● INSTRUÇÃO
Reproduza sem alterações o trecho do texto sobre escola e reprodução social que começa em "A lógica escolar" e vai até "que o caracteriza.".

● FONTE
A lógica escolar é a lógica do efeito de destino (Bourdieu, 1997: 29). Sob o
pretexto da posse ou não posse de inteligência, cumpre-se um destino social por
parte de herdeiros de capitais em estrutura e volume diferenciado. Bourdieu
contempla a possibilidade de transformação social, e no caso concreto dos
recém-licenciados que estudámos, esta possibilidade fica bem patente nas
presenças verificadas no ensino superior por parte de classes e frações de
classe que, a princípio, não têm afinidade com o campo escolar, já que estão
distantes da linguagem que o caracteriza.
Falar de reprodução social implica realizar uma referência obrigatória à
instituição escola, entendendo-se a escolarização como um contexto de
aprendizagem social, fundamental na construção de identidades coletivas e de
classe, dotada de autonomia relativa por relação a outros campos (Pinto, 1991),
como o do trabalho ou o da política (Magalhães e Stoer, 2002).

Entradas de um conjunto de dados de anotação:
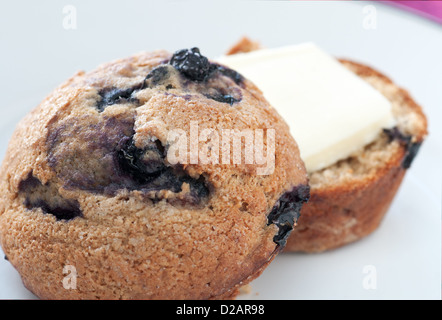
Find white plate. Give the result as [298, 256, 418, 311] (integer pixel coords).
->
[0, 1, 442, 299]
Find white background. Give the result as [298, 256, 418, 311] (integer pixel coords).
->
[0, 0, 442, 299]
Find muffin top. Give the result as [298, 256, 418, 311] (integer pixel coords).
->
[0, 48, 309, 299]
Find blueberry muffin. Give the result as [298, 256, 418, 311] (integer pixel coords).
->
[0, 48, 309, 299]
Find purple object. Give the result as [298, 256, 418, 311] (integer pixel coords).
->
[382, 0, 442, 24]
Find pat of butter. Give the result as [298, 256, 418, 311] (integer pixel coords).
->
[216, 43, 395, 172]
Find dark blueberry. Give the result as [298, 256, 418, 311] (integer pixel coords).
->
[117, 139, 166, 184]
[384, 127, 422, 169]
[170, 48, 214, 81]
[402, 142, 422, 169]
[117, 139, 209, 204]
[267, 185, 310, 247]
[19, 173, 83, 220]
[96, 82, 144, 112]
[24, 199, 82, 220]
[206, 93, 241, 105]
[145, 65, 170, 86]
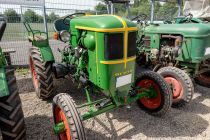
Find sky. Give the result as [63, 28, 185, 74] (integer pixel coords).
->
[0, 0, 99, 15]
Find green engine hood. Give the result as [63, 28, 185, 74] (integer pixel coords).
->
[70, 15, 136, 29]
[145, 23, 210, 38]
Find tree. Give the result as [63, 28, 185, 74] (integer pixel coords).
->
[156, 2, 178, 20]
[4, 9, 21, 23]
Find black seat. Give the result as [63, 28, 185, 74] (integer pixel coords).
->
[0, 21, 7, 41]
[54, 19, 69, 32]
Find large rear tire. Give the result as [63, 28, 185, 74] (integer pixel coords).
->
[53, 93, 86, 140]
[158, 67, 194, 107]
[135, 71, 172, 116]
[0, 69, 26, 140]
[29, 47, 54, 99]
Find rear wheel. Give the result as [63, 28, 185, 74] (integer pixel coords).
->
[29, 47, 54, 99]
[53, 93, 86, 140]
[158, 67, 194, 106]
[135, 71, 172, 116]
[0, 69, 26, 140]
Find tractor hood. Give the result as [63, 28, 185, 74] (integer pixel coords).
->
[145, 23, 210, 38]
[71, 15, 136, 29]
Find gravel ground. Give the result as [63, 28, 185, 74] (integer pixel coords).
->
[14, 72, 210, 140]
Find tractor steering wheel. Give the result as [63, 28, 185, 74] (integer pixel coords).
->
[163, 20, 172, 24]
[131, 14, 147, 24]
[185, 13, 193, 23]
[63, 13, 86, 26]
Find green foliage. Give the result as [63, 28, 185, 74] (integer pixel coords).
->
[96, 0, 178, 20]
[4, 9, 21, 23]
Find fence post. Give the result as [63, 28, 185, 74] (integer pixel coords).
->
[43, 5, 48, 36]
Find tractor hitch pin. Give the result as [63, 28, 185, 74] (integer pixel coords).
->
[53, 121, 66, 135]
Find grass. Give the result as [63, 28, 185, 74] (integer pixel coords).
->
[2, 23, 54, 41]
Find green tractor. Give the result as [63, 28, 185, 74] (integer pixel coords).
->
[106, 0, 194, 107]
[135, 0, 210, 105]
[25, 13, 172, 140]
[0, 18, 26, 140]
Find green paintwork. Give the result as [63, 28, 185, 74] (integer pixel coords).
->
[58, 15, 152, 120]
[44, 15, 161, 122]
[0, 67, 9, 97]
[0, 48, 6, 68]
[0, 48, 9, 97]
[139, 21, 210, 75]
[70, 15, 136, 47]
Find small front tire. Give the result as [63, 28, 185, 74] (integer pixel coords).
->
[135, 71, 172, 116]
[158, 67, 194, 107]
[53, 93, 86, 140]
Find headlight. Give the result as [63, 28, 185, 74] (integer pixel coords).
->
[60, 30, 70, 42]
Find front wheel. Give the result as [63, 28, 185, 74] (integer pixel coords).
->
[53, 93, 86, 140]
[158, 67, 194, 107]
[135, 71, 172, 116]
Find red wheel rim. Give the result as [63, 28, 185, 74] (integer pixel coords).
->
[55, 106, 71, 140]
[164, 76, 183, 100]
[138, 79, 161, 110]
[30, 57, 38, 89]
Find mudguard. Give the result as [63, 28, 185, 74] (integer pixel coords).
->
[0, 67, 9, 97]
[32, 40, 55, 62]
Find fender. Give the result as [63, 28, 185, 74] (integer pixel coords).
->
[0, 67, 9, 97]
[32, 40, 55, 62]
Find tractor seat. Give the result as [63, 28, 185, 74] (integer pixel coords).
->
[54, 19, 69, 32]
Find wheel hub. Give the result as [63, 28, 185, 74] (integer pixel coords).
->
[138, 79, 161, 109]
[164, 76, 183, 99]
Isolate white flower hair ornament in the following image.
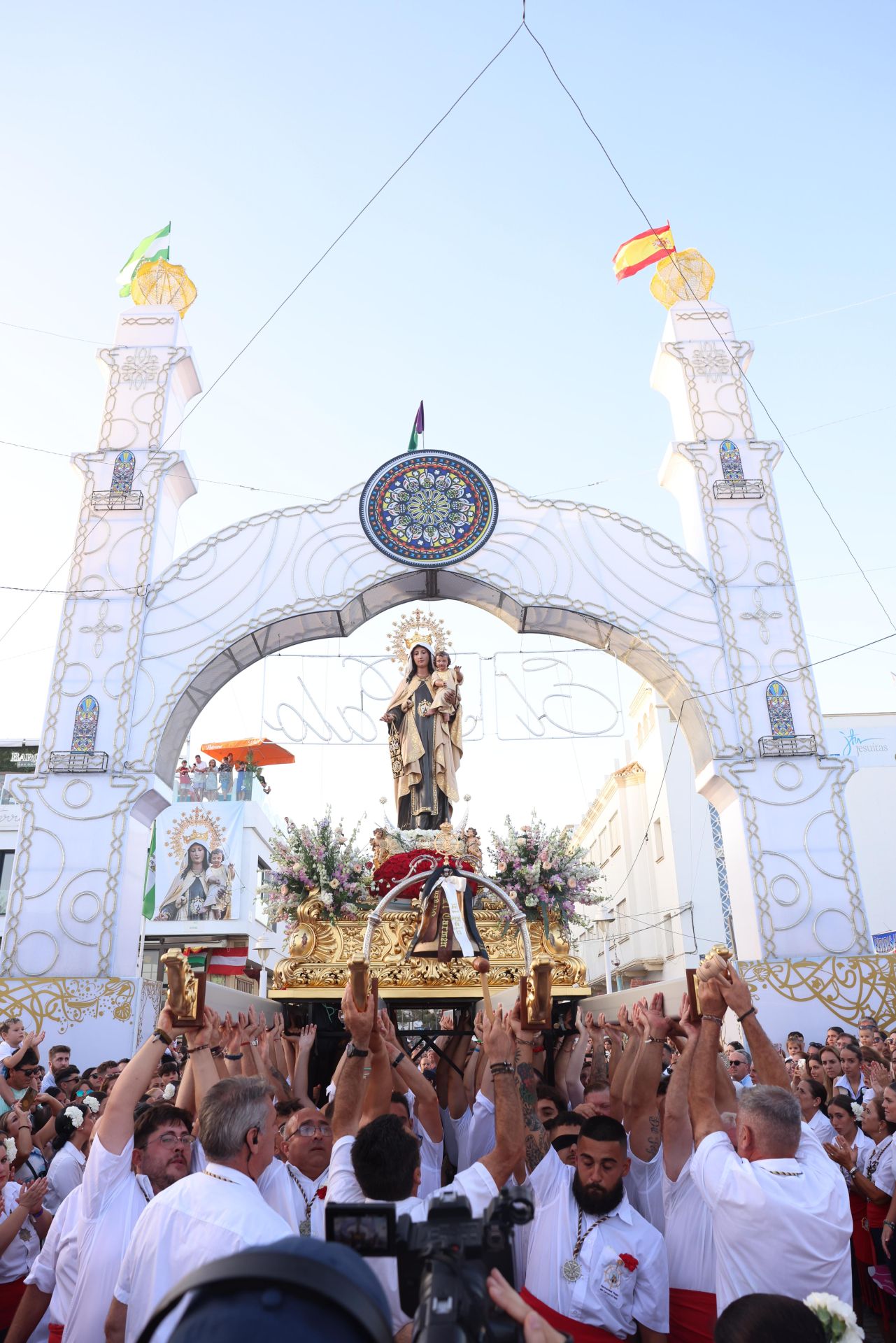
[803,1292,865,1343]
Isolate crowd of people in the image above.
[175,752,270,802]
[0,969,896,1343]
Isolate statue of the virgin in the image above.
[381,644,464,830]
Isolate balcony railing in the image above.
[50,751,109,774]
[90,490,143,513]
[759,736,818,760]
[712,481,766,499]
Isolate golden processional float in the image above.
[269,609,598,1066]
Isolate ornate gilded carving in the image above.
[273,896,588,998]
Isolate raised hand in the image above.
[19,1175,47,1217]
[720,962,753,1016]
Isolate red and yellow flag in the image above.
[613,220,676,279]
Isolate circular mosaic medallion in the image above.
[360,453,499,569]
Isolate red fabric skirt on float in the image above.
[669,1286,716,1343]
[520,1288,619,1343]
[0,1277,25,1330]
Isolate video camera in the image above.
[333,1187,534,1343]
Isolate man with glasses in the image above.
[0,1049,43,1115]
[270,1107,333,1241]
[728,1049,753,1086]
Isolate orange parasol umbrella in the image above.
[201,737,296,765]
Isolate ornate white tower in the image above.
[0,308,200,979]
[651,278,871,960]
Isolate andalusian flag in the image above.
[143,820,156,918]
[118,220,171,298]
[613,222,676,279]
[407,402,423,453]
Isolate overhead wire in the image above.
[0,20,525,644]
[522,17,896,632]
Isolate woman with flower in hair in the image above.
[45,1096,99,1213]
[0,1137,52,1339]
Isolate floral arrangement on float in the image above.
[263,807,372,932]
[489,813,603,939]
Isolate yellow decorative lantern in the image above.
[130,257,196,317]
[650,247,716,308]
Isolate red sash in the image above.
[520,1288,619,1343]
[0,1277,25,1331]
[669,1286,716,1343]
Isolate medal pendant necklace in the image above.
[563,1209,606,1283]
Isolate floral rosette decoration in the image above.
[489,814,602,940]
[263,809,372,932]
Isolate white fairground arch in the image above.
[0,299,869,979]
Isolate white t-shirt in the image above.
[43,1143,86,1213]
[662,1152,716,1296]
[25,1184,82,1343]
[623,1143,667,1234]
[113,1162,292,1343]
[64,1135,153,1343]
[327,1135,499,1334]
[0,1181,41,1283]
[692,1124,853,1315]
[525,1149,669,1337]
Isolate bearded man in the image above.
[511,1003,669,1343]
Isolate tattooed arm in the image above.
[511,999,550,1171]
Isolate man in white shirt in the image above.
[6,1184,80,1343]
[63,1007,192,1343]
[327,987,522,1334]
[106,1077,290,1343]
[511,1003,669,1343]
[688,968,852,1314]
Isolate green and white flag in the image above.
[143,820,156,918]
[118,220,171,298]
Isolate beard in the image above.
[572,1171,625,1217]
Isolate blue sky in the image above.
[0,0,896,819]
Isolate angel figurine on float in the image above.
[381,644,464,830]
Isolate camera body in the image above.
[333,1187,533,1343]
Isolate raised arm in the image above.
[482,1007,526,1188]
[333,984,376,1137]
[662,994,700,1181]
[720,965,790,1090]
[507,998,550,1171]
[93,1006,175,1156]
[688,979,725,1147]
[626,994,671,1162]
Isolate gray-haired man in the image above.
[106,1077,290,1343]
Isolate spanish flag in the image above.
[613,220,676,279]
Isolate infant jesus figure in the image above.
[430,648,464,721]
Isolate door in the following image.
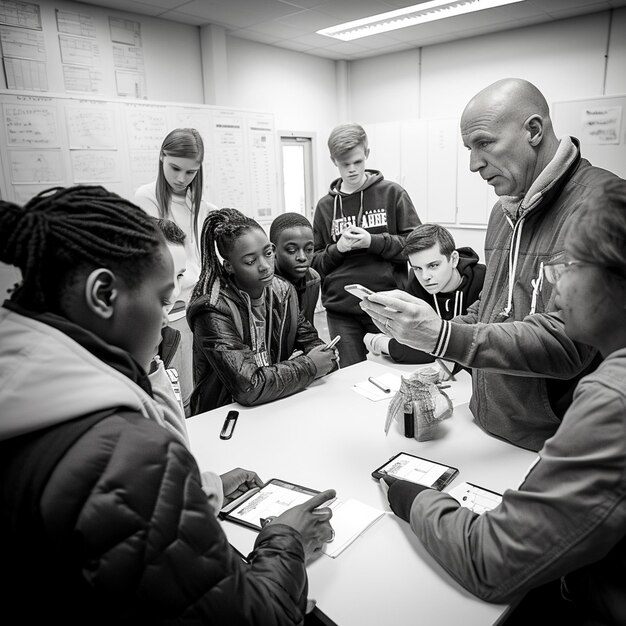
[280,133,315,222]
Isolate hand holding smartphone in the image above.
[344,283,374,300]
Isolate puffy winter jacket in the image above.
[0,308,307,626]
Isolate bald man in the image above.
[361,78,617,451]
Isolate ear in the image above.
[85,267,118,320]
[524,114,543,147]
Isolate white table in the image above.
[187,359,536,626]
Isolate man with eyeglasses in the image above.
[361,78,618,451]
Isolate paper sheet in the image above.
[322,498,385,559]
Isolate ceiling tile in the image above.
[163,0,301,28]
[229,28,282,45]
[275,10,335,33]
[66,0,626,59]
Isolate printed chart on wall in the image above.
[552,95,626,177]
[0,92,278,221]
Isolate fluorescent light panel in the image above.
[317,0,523,41]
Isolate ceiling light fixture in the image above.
[317,0,523,41]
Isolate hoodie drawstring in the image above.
[500,215,525,319]
[433,291,463,317]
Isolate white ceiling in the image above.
[82,0,626,60]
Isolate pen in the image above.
[322,335,341,352]
[367,376,391,393]
[437,359,456,380]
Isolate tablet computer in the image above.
[220,478,319,530]
[372,452,459,491]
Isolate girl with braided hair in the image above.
[187,209,338,414]
[134,128,217,415]
[0,187,335,626]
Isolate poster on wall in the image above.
[581,106,622,145]
[0,93,279,222]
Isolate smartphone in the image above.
[372,452,459,491]
[220,411,239,439]
[344,283,374,300]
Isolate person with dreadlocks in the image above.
[187,209,338,415]
[0,186,335,626]
[134,128,217,415]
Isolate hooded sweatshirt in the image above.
[388,247,485,363]
[433,137,616,451]
[312,170,421,317]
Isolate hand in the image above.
[337,226,372,254]
[349,226,372,250]
[306,346,339,378]
[363,333,389,356]
[359,289,443,352]
[272,489,337,563]
[220,467,263,504]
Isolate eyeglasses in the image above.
[543,261,597,285]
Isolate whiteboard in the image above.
[552,95,626,178]
[0,91,279,222]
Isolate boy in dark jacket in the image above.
[363,224,485,363]
[313,124,420,367]
[270,213,320,326]
[0,187,334,626]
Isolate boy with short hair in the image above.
[270,213,321,326]
[313,124,420,367]
[363,224,485,363]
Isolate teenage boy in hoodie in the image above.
[361,78,617,451]
[270,213,321,326]
[313,124,421,367]
[363,224,485,363]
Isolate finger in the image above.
[311,507,333,524]
[326,524,335,543]
[303,489,337,511]
[248,472,263,489]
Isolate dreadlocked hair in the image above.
[0,185,164,312]
[190,209,263,304]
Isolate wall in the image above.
[0,0,626,290]
[220,37,338,202]
[0,0,204,104]
[349,9,626,257]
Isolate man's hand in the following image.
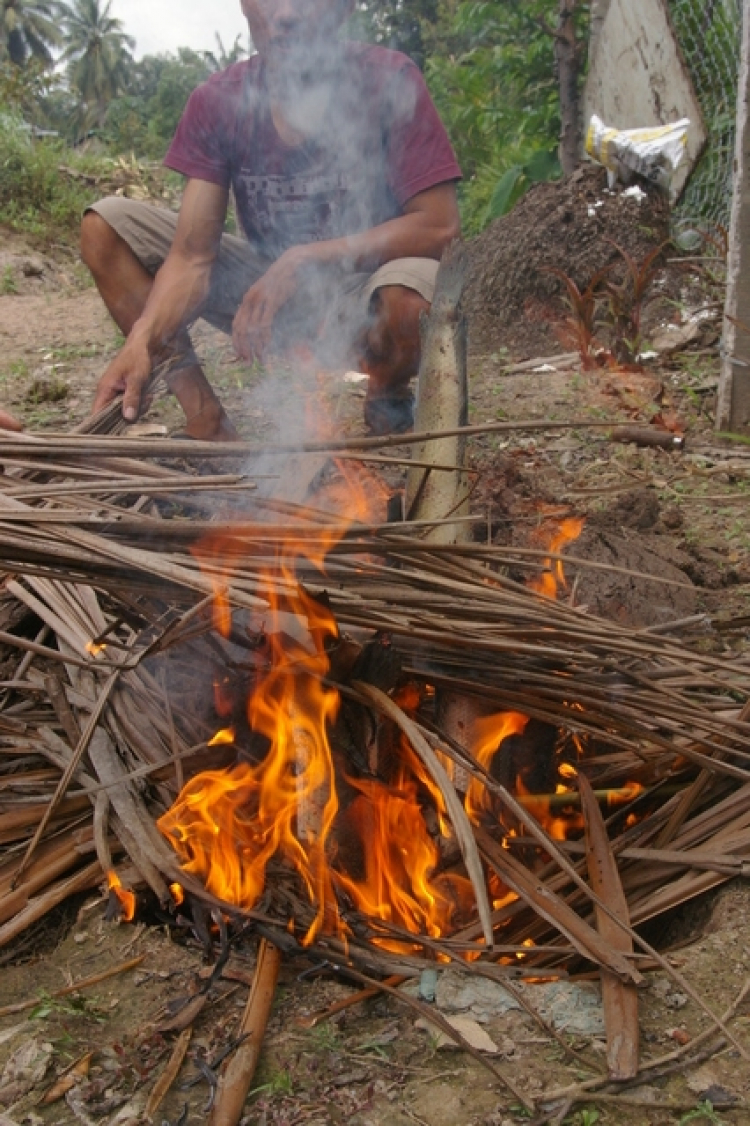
[0,410,24,430]
[92,340,151,422]
[227,243,308,361]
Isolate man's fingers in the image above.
[123,373,150,422]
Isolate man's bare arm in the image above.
[233,182,461,359]
[93,179,227,421]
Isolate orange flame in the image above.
[107,872,135,922]
[206,727,234,747]
[158,593,339,942]
[528,516,586,598]
[465,712,528,823]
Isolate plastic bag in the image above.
[586,114,690,194]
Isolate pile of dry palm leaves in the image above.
[0,427,750,1116]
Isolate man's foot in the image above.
[365,392,414,437]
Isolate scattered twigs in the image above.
[578,775,639,1079]
[209,938,282,1126]
[297,974,407,1028]
[12,672,119,887]
[335,966,534,1112]
[143,1028,193,1121]
[0,419,627,462]
[0,954,145,1017]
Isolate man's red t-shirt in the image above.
[164,43,461,259]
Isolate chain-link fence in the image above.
[669,0,744,237]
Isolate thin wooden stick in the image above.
[209,938,282,1126]
[0,954,145,1017]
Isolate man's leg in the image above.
[358,258,438,434]
[81,200,238,440]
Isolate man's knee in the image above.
[367,285,430,358]
[81,204,122,274]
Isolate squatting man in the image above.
[81,0,461,440]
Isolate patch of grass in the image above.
[250,1067,294,1097]
[26,375,70,404]
[0,266,18,297]
[0,115,99,241]
[678,1099,724,1126]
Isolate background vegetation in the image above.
[0,0,588,244]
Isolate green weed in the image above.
[0,266,18,297]
[678,1099,724,1126]
[250,1067,294,1097]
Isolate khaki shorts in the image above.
[89,196,438,367]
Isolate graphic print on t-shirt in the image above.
[235,169,355,258]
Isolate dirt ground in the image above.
[0,173,750,1126]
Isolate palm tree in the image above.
[0,0,62,66]
[200,32,248,73]
[60,0,135,128]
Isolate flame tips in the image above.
[206,727,235,747]
[107,872,135,922]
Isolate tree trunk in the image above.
[589,0,611,61]
[555,0,581,176]
[716,0,750,434]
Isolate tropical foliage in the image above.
[0,0,588,232]
[62,0,135,128]
[0,0,62,66]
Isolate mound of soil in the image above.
[464,164,669,358]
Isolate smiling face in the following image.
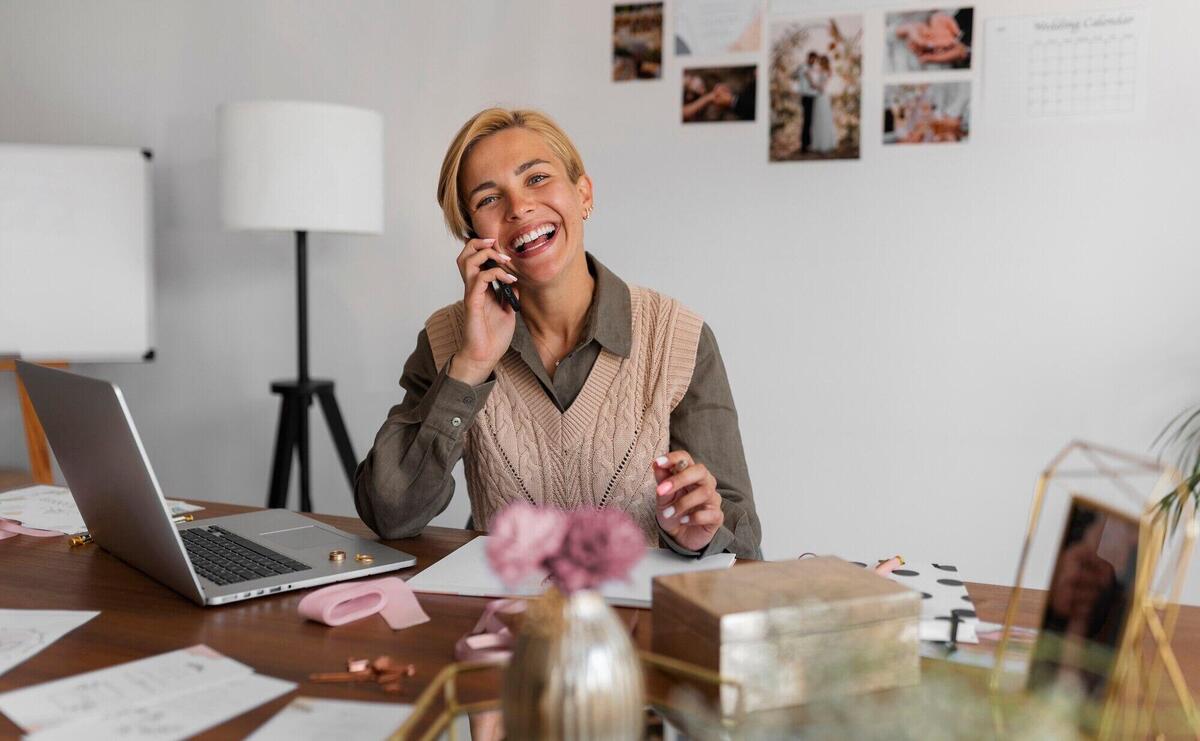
[458,127,592,285]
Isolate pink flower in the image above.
[547,510,646,594]
[487,502,568,585]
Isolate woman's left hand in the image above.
[653,451,725,550]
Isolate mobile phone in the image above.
[480,260,521,312]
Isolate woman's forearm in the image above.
[354,332,491,538]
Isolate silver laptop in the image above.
[17,361,416,606]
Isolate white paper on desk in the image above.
[853,561,979,643]
[0,484,204,535]
[0,609,100,674]
[28,674,295,741]
[0,645,253,733]
[408,536,736,607]
[247,697,470,741]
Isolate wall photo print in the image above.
[769,16,863,162]
[883,7,974,73]
[612,2,662,83]
[683,65,757,124]
[883,82,971,144]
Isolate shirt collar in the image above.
[584,253,634,357]
[512,253,634,357]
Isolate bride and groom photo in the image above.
[770,16,863,162]
[796,52,838,155]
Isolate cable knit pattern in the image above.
[425,285,703,546]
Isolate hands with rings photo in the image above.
[653,451,725,550]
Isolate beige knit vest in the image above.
[425,285,702,546]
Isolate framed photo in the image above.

● PROBLEMA RESOLVIDO
A lógica escolar é a lógica do efeito de destino (Bourdieu, 1997: 29). Sob o
pretexto da posse ou não posse de inteligência, cumpre-se um destino social por
parte de herdeiros de capitais em estrutura e volume diferenciado. Bourdieu
contempla a possibilidade de transformação social, e no caso concreto dos
recém-licenciados que estudámos, esta possibilidade fica bem patente nas
presenças verificadas no ensino superior por parte de classes e frações de
classe que, a princípio, não têm afinidade com o campo escolar, já que estão
distantes da linguagem que o caracteriza.